[Start of Supplied information]
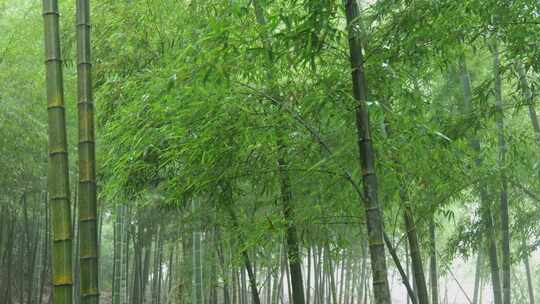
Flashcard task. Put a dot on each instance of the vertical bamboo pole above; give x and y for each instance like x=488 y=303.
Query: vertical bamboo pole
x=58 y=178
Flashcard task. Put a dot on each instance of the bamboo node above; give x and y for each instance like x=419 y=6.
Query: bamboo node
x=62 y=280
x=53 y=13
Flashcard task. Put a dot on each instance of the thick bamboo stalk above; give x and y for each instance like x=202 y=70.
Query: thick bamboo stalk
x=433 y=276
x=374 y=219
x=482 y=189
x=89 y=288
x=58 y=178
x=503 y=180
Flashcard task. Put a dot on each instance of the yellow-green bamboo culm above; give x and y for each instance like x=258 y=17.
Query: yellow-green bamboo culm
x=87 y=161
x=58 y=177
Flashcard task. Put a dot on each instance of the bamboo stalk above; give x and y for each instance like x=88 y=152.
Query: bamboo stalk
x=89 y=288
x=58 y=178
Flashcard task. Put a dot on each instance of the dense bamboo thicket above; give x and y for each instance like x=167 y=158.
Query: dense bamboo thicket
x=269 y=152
[End of Supplied information]
[Start of Supplied information]
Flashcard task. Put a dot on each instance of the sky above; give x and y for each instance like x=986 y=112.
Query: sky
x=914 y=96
[End of Supplied information]
[Start of Supplied information]
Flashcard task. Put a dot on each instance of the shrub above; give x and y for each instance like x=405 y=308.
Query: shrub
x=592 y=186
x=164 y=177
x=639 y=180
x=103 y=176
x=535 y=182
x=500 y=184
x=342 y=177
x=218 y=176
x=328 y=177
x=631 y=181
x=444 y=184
[End of Supplied information]
Problem =>
Please convert the stretch of rows from the line containing "like x=419 y=6." through the line containing "x=269 y=152" into a JSON list of strings, one string per line, with blank lines left out.

Written solution =>
[
  "Flashcard task. Put a dot on each instance of the bamboo node above; give x and y for each instance like x=419 y=6.",
  "Query: bamboo node",
  "x=62 y=280",
  "x=53 y=13",
  "Flashcard task. Put a dot on each instance of the thick bamboo stalk above; give x and y for each instance like x=202 y=70.",
  "Query: thick bamboo stalk",
  "x=433 y=276",
  "x=374 y=219",
  "x=482 y=189",
  "x=89 y=288",
  "x=58 y=178",
  "x=503 y=180",
  "Flashcard task. Put a dot on each instance of the yellow-green bamboo culm above; give x and y for each instance like x=258 y=17.",
  "Query: yellow-green bamboo culm",
  "x=87 y=161",
  "x=58 y=177",
  "Flashcard task. Put a dot on each instance of the bamboo stalk above; give x and y for each instance like x=88 y=152.",
  "Query: bamboo stalk",
  "x=89 y=288",
  "x=58 y=178",
  "Flashcard task. Put a dot on each instance of the dense bamboo thicket above; give x and y for each instance like x=167 y=158.",
  "Query: dense bamboo thicket",
  "x=269 y=152"
]